INSTRUCTIONS TO FOLLOW ▸ Render each line of the rows below as a numbered list, omitting any blank lines.

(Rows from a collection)
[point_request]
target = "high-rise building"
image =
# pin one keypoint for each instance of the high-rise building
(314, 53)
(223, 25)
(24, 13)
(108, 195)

ANSWER TO THIS PROBLEM ▸
1. [point_request]
2. target = "high-rise building"
3. image =
4. # pin one keypoint for each instance of the high-rise building
5. (314, 53)
6. (223, 25)
7. (24, 13)
8. (108, 195)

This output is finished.